* [YOUR OBJECTIVE]: Lines from the one containing "Target: grassy steps" through the end of the entries below: set them down exactly, both ends included, with nothing added.

* [INFORMATION SUPPLIED]:
·····
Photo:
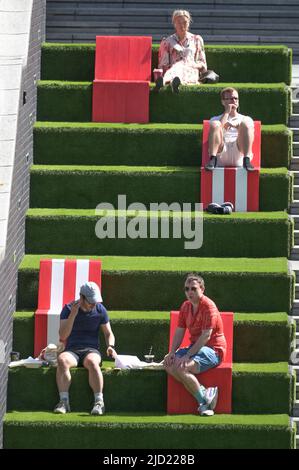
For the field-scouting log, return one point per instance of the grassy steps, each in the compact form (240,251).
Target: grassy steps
(233,63)
(72,231)
(159,431)
(62,186)
(257,388)
(79,164)
(69,143)
(235,284)
(258,337)
(72,101)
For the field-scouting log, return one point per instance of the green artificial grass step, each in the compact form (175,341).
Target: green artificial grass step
·····
* [ANSWER TO THE PROBLEM]:
Target: grassy steps
(233,63)
(72,231)
(159,431)
(62,186)
(257,388)
(79,164)
(69,143)
(235,284)
(258,337)
(72,101)
For the field-scouting log, return one point per instance of the green artificial grass step, each in the compact form (175,341).
Target: green artificial grass step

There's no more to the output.